§ Task to carry out
Tell how many lines in the data below hold the string "striped"; give nothing but the number.

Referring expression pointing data
★ ★ ★
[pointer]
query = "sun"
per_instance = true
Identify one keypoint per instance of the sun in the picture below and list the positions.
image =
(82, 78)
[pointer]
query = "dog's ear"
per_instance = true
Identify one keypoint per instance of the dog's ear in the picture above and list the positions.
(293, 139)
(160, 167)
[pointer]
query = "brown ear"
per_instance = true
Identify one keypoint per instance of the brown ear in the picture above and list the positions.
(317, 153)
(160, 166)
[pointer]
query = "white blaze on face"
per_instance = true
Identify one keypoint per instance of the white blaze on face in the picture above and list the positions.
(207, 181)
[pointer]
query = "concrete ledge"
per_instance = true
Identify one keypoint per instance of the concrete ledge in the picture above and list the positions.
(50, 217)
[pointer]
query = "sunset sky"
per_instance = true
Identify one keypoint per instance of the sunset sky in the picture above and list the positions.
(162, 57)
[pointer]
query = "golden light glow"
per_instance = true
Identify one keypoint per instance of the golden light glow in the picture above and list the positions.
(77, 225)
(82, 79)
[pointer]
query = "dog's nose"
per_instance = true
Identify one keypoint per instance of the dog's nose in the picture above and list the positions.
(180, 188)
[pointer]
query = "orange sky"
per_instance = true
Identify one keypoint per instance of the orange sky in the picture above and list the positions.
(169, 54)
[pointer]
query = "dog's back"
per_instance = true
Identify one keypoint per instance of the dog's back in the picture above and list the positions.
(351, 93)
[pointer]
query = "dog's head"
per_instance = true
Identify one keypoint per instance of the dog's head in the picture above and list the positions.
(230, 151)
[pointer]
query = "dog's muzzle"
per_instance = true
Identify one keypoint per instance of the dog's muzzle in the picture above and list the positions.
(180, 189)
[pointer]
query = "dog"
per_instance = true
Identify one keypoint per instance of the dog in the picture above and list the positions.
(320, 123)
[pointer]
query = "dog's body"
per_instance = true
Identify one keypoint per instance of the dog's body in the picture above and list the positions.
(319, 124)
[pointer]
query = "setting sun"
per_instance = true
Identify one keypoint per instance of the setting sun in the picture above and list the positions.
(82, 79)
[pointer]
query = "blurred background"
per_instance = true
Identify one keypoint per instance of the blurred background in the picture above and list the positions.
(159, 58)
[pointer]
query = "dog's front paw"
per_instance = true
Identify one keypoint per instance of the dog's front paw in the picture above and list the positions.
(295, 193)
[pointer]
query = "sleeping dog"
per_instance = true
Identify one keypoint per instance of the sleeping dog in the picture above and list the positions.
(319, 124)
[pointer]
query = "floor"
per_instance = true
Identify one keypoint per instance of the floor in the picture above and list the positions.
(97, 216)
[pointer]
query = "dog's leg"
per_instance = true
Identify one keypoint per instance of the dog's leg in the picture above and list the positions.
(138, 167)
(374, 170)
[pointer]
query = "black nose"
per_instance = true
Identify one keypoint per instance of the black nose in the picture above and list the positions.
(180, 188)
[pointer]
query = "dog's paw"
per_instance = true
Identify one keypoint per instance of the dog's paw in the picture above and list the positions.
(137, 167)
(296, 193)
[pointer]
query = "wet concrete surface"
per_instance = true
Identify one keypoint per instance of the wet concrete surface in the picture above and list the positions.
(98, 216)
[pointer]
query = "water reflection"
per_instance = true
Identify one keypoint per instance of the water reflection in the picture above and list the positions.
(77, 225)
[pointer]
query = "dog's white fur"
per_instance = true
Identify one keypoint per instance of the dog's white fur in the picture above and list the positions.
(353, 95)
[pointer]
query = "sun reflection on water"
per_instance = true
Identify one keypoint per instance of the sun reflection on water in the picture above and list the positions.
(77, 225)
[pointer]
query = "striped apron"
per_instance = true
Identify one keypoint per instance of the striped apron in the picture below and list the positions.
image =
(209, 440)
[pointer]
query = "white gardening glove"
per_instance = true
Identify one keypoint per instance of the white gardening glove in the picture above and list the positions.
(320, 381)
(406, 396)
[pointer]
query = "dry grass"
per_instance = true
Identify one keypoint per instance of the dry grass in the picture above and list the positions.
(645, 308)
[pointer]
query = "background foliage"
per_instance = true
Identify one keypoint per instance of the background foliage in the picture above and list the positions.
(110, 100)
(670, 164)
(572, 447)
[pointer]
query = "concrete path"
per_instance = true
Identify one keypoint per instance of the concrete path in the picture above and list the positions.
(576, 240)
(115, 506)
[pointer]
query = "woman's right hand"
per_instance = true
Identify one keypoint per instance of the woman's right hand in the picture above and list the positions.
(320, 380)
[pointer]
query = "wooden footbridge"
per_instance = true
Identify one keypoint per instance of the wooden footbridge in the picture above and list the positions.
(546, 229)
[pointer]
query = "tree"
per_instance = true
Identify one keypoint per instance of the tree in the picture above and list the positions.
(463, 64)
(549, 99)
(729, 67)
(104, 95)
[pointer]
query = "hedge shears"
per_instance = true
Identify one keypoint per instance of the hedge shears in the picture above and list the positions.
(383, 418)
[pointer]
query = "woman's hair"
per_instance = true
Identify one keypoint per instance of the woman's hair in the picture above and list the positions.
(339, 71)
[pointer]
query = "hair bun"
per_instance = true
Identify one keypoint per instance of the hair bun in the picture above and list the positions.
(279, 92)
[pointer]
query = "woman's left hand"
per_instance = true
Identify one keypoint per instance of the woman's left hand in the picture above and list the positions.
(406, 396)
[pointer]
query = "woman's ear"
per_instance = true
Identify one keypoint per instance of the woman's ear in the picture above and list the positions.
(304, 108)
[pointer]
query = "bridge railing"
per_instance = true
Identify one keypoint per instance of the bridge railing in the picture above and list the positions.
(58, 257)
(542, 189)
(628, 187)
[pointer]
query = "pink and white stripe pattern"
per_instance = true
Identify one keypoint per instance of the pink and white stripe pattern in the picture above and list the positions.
★ ★ ★
§ Finished exercise
2